◆ **The tasks**
(a) Which people and organizations does the article name? List each one.
(b) Copy out the part of the article that begins with the words "Friday, February 1, 2008" and ends after "of our country.".

◆ **Passage to read**
● ● ● ●

Friday, February 1, 2008

America Betrayed: Will Progressives Take the Fall?

By Joe Brewer and Scott Parkinson, AlterNet
Posted on February 1, 2008, Printed on February 1, 2008
http://www.alternet.org/story/75646/

The story of Iraq will be told as a story of betrayal. But which version of that story prevails -- who is cast as the betrayer -- will have profound and lasting consequences for the future of our country.

As we enter this crucial election year, progressives need to be wary that our greatest strength, our longstanding opposition to the debacle in Iraq, could become our greatest weakness. A trap has been set to clamp down on progressives when the apparent progress from the "surge" inevitably unravels into a new round of intense violence.

Are we going to sit idly by while right-wing millionaires and billionaires fund campaigns like Freedom's Watch, with its plans to spend $250 million this year to smear progressive leaders as betrayers? We need to set the terms of the debate before the barrage of deceptions issue forth. At this critical time in our nation's history, the consequences of inaction and complacency could not be more dire.

The truth is that we have been betrayed by an extremist right-wing ideology that currently goes by the name "conservative." Its well-funded message machine lulled the public into a false confidence that led to the most devastating abuse of our military for private gain in this country's history. Contrary to the arguments of many critics, this is not simply a botched policy or misguided approach.

● ● ● ●

◆ **Records provided**
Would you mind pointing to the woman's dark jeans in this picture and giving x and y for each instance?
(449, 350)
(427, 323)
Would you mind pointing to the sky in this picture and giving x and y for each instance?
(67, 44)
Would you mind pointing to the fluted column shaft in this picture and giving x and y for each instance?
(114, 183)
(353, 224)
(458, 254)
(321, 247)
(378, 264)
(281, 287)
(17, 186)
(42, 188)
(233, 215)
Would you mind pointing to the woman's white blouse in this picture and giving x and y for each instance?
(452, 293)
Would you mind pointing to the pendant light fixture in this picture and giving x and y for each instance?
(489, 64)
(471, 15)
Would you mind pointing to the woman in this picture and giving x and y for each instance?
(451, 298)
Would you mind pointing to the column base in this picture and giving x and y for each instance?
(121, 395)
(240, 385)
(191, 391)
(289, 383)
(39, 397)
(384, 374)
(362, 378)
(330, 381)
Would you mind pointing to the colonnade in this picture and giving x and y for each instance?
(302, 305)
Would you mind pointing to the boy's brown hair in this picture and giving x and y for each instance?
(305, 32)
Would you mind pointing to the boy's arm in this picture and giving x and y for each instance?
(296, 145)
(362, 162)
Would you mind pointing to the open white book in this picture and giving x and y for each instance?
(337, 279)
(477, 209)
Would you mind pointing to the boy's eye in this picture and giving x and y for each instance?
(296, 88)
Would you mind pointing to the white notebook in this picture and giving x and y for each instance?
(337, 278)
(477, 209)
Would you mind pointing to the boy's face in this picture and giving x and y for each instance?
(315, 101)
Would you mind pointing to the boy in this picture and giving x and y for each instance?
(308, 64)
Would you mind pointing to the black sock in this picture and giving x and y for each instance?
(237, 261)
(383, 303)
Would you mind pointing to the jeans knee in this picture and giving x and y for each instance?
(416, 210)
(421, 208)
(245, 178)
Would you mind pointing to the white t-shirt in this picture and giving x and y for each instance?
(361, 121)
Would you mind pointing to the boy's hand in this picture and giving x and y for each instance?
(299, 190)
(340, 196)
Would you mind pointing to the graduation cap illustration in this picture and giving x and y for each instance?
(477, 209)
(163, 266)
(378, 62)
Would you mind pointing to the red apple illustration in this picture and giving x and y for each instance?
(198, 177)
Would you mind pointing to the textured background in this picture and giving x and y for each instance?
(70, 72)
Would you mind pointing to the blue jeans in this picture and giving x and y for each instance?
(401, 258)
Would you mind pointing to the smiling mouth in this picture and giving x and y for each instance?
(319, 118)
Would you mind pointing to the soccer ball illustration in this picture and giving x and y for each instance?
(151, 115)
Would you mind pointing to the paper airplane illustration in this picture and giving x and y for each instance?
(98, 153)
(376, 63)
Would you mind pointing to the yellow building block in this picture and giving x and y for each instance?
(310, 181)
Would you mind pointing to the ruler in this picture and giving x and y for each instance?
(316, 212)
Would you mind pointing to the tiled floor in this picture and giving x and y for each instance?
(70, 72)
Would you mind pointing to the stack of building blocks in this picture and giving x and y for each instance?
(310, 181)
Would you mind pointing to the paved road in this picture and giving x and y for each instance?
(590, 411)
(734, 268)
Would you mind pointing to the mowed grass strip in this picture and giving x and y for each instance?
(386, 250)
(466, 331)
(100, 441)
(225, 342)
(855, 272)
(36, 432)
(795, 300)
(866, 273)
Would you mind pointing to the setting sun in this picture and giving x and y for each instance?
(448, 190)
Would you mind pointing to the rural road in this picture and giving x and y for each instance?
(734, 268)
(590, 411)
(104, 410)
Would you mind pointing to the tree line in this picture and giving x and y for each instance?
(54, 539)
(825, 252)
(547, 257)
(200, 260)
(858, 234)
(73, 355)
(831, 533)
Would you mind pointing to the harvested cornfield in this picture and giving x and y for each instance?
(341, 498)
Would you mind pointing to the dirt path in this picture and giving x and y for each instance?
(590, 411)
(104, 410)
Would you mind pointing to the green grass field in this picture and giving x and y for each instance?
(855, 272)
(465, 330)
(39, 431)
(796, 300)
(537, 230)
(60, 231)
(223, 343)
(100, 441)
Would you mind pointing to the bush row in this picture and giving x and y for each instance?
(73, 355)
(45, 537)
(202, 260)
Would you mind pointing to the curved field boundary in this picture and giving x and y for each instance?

● ● ● ●

◆ **Solutions to the problems**
(a)
- Joe Brewer
- Scott Parkinson
- AlterNet
- Freedom's Watch

(b)
Friday, February 1, 2008

America Betrayed: Will Progressives Take the Fall?

By Joe Brewer and Scott Parkinson, AlterNet
Posted on February 1, 2008, Printed on February 1, 2008
http://www.alternet.org/story/75646/

The story of Iraq will be told as a story of betrayal. But which version of that story prevails -- who is cast as the betrayer -- will have profound and lasting consequences for the future of our country.